Update the items below by replacing every "place a marker on" with "put a dot on" and leaving everything else unchanged.
** begin Given data **
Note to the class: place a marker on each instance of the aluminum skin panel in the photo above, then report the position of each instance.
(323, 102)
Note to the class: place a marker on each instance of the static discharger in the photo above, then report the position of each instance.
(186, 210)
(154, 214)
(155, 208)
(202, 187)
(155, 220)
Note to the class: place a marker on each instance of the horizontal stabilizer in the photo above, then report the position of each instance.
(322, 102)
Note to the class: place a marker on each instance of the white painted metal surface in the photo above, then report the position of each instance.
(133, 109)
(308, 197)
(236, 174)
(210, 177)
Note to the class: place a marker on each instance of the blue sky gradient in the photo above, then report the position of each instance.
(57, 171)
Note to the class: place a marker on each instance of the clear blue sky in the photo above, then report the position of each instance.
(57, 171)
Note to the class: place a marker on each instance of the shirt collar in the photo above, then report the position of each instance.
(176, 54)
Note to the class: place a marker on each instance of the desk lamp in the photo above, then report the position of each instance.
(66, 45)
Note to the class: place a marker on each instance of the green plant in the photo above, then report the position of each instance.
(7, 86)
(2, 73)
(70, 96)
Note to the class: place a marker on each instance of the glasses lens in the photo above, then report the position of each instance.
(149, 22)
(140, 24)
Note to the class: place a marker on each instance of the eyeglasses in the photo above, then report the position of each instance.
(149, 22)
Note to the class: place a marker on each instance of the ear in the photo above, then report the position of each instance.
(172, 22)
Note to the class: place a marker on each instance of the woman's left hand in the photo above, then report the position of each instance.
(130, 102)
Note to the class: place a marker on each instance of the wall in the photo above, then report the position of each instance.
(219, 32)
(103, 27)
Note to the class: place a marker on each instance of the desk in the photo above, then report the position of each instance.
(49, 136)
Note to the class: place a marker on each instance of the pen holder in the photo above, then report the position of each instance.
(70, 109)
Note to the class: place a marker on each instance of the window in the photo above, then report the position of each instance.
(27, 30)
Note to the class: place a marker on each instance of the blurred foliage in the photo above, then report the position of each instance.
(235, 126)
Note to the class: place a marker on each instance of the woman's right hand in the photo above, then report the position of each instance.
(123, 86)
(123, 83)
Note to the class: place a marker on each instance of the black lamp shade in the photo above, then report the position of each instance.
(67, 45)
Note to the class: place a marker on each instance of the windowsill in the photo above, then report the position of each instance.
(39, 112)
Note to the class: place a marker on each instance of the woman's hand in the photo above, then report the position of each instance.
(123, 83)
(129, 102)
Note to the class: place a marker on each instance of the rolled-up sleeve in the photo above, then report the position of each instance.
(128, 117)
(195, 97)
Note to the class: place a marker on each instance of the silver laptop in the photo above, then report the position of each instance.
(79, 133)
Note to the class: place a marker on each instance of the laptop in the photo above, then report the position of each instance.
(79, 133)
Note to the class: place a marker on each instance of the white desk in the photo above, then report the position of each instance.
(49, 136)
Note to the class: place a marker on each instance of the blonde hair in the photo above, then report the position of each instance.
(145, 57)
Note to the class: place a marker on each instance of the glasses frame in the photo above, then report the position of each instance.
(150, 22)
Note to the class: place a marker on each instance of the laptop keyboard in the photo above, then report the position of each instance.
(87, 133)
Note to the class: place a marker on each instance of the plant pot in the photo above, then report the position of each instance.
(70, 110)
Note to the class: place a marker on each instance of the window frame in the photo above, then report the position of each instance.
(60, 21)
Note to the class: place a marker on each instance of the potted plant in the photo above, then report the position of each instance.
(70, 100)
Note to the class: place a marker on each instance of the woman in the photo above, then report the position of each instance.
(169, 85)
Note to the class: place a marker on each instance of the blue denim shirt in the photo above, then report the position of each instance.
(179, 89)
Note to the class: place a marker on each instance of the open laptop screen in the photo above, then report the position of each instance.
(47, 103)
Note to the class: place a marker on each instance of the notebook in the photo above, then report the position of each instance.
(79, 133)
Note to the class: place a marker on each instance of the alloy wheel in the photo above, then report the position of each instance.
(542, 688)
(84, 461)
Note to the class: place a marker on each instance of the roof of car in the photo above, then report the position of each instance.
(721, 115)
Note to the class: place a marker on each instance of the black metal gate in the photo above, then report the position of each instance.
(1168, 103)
** end Given data **
Output for this exercise:
Note to the class: put a dot on each instance of the aluminum skin panel in the photo above, then report the position of each instance.
(323, 102)
Note to the class: put a dot on each instance of the static discharger in the photo above, then report the position of each instance.
(186, 210)
(154, 214)
(155, 208)
(202, 187)
(155, 220)
Note to the class: put a dot on each instance of the horizontal stabilizer in the photo above, then report the position of each instance.
(322, 102)
Note to the class: put a dot on each instance of the white painted metal surface in the photo above, then report the position of each instance.
(133, 109)
(308, 197)
(236, 174)
(210, 177)
Note to the class: put a dot on each instance of the blue sky gradient in the photo above, then report the position of each instance.
(57, 171)
Note to the class: put a dot on each instance of the clear blue sky in the photo above, then report the position of each instance.
(57, 171)
Note to the class: put a dot on each instance of the shirt collar in the photo above, then report the position of each instance.
(176, 54)
Note to the class: put a dot on each instance of the desk lamp in the photo above, then report the position of each instance.
(66, 45)
Note to the class: put a dot on each instance of the green plant in the photo above, then report the position of each instance.
(7, 86)
(2, 73)
(70, 96)
Note to the class: put a dot on each instance of the glasses lens in the photo above, then report the position of each instance.
(149, 22)
(140, 24)
Note to the class: put a dot on each instance of the eyeglasses in the photo above, then report the position of each instance.
(149, 22)
Note to the class: put a dot on each instance of the ear in the photo above, then report the position of each instance.
(172, 22)
Note to the class: put a dot on each instance of the woman's left hand in the photo above, then report the position of each instance.
(130, 102)
Note to the class: put a dot on each instance of the wall in the photo above, then report the position of each instance.
(219, 32)
(103, 27)
Note to the class: put a dot on each instance of the desk in the photo above, then report the position of each instance.
(49, 136)
Note to the class: put a dot on each instance of the pen holder in the photo above, then report the position of each instance.
(70, 109)
Note to the class: put a dot on each instance of the window in the photo above, then report the position of each instance.
(27, 30)
Note to the class: put a dot on each instance of the blurred foliage in the photo above, then report the position of each instance.
(235, 126)
Note to the class: put a dot on each instance of the woman's right hand in the photo above, then report the position of each instance.
(123, 86)
(123, 83)
Note to the class: put a dot on each instance of the black lamp shade in the photo above, then report the position of each instance.
(67, 45)
Note to the class: put a dot on each instance of the windowsill in the photo above, then report the position of each instance.
(39, 112)
Note to the class: put a dot on each instance of the woman's hand in the photo above, then report the position of each instance.
(123, 83)
(129, 102)
Note to the class: put a dot on each instance of the rolled-up sleeve in the photo above, then report the position of each instance.
(128, 117)
(195, 97)
Note to the class: put a dot on each instance of the silver laptop in the photo above, then report the position of each instance.
(79, 133)
Note to the class: put a dot on each instance of the laptop in the photo above, then report the position of each instance.
(79, 133)
Note to the class: put a dot on each instance of the white desk in the photo above, then report the position of each instance.
(49, 136)
Note to the class: put a dot on each instance of the blonde hair in the photo above, then report the position of each instance.
(145, 57)
Note to the class: put a dot on each instance of the glasses frame in the photo above, then report the position of each instance.
(150, 22)
Note to the class: put a dot on each instance of the laptop keyboard in the photo above, then report the position of each instance.
(87, 133)
Note to the class: put a dot on each instance of the plant pot in the photo above, then report the position of each instance.
(70, 110)
Note to the class: put a dot on each instance of the window frame in the photo above, then report the position of each instance.
(60, 21)
Note to the class: put a dot on each instance of the potted plant in the photo above, then report the position of each instance.
(70, 100)
Note to the class: put a dot on each instance of the woman in the photo above, then report the position of each instance.
(169, 85)
Note to the class: put a dot on each instance of the blue denim shirt in the photo above, then report the position of each instance.
(179, 89)
Note to the class: put a dot on each instance of the open laptop screen in the photo above, then report the position of each instance.
(47, 103)
Note to the class: put a dot on each instance of the notebook in the photo above, then report the position of each instance.
(79, 133)
Note to the class: put a dot on each instance of the alloy wheel in the photo above, then report the position of each instance.
(542, 688)
(84, 461)
Note to the class: put a dot on each instance of the roof of car in the photo above, then report the position of each instance.
(721, 115)
Note to the class: put a dot on each instance of the black metal gate in the photo above, then report the position of each instance.
(1168, 103)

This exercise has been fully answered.